## Text excerpt
My mother’s upbringing hadn’t prepared her for a baby of her own. She raised me as she had been raised, with nurses and nannies primarily responsible for infant care. I’m told that one day the nurse who always tended to me at home wasn’t on duty. My mother began telephoning friends and saying, “It’s crying. It’s crying!” Her interest in me sparked only after I grew.
Somehow, though, another Soul in our home picked up on an infant’s need for mothering.
Gigi, a small, silver-gray poodle, gave me my first taste of unconditional love. Within a couple days of my arrival at home, Gigi began checking on me in the nursery. Finally, she decided to climb into my crib with me. My family was fond of animals, and my mother was very animal oriented, so everyone was comfortable with Gigi taking up residence and watching over the new baby.
But my parents soon realized that Gigi wasn’t interested in leaving my crib after she’d settled there. Someone would have to pick her up and take her out to do her business or to eat. As soon as she finished her essential bodily functions, Gigi quickly ran up the stairs to the nursery and climbed back into the crib with me.
This routine went on for quite a while until Gigi had puppies of her own to mother. Her litter lived on the first floor of our house. Gigi would tend to her babies and then climb the stairs to spend time with me. Back and forth, she alternated several times a day between caring for her puppies and her human infant.
Gigi Makes a Choice
One day, my parents were away for the afternoon. While I slept, the nurse who took care of me must have left the nursery for a while. When my parents returned home, my mother’s first thought was to check on the puppies.
The puppies were nowhere to be found.
“Well, I’d better go upstairs and check on the baby,” my father said.

## Information provided
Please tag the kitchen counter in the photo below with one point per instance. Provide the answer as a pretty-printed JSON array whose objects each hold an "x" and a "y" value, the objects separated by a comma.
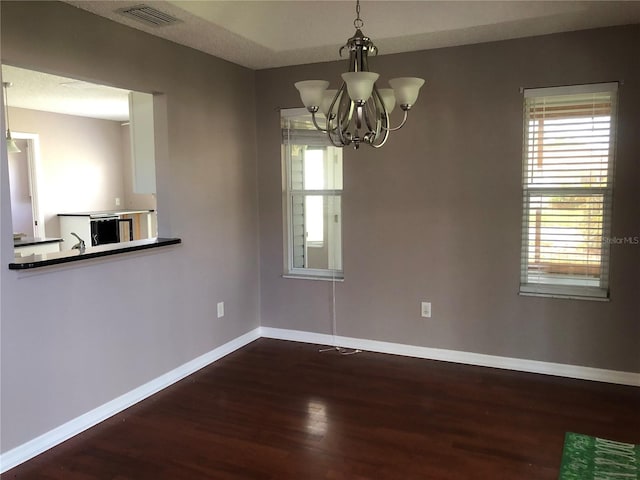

## Task requirements
1) Quote the Gigi the poodle passage from "This routine went" to "her human infant.".
2) Which parts of the house does the Gigi the poodle passage name, counting rooms, floors and stairways?
3) Pick up the Gigi the poodle story right after its last sentence and keep it going.

## Task-by-task outputs
1)
This routine went on for quite a while until Gigi had puppies of her own to mother. Her litter lived on the first floor of our house. Gigi would tend to her babies and then climb the stairs to spend time with me. Back and forth, she alternated several times a day between caring for her puppies and her human infant.

2)
the nursery
the first floor
the stairs

3)
To his surprise, my father found Gigi in my crib with her entire litter. She had carried the pupppies, one-by-one, up three flights of stairs. Being a small poodle, Gigi must have been very determined. This was her solution to caring for her canine and human families. It was as if she were saying, “OK, now I’ve got this handled.”
Gigi continued to be my best childhood friend. She shared in the joy of sitting next to me as I drove my first peddle car. At an amusement park, when I rode a little boat that circled around a pole, I sat in the front seat with Gigi in the other seat behind me.
Gigi gave me my first experience of unconditional love during early childhood when I was most vulnerable. Because of her, animals have become a touchstone throughout my life. My relationships with animals are real and authentic, and I continue to make instantaneous connections with them.
Years later, I began studying the teachings of Eckankar, with the Mahanta as my inner spiritual guide. The Mahanta says to chelas (spiritual students), “I am always with you.” I realized that my childhood relationship with Gigi had helped me understand the truth of this promise. Her love showed me that the inner, loving presence of the Mahanta had always been with me.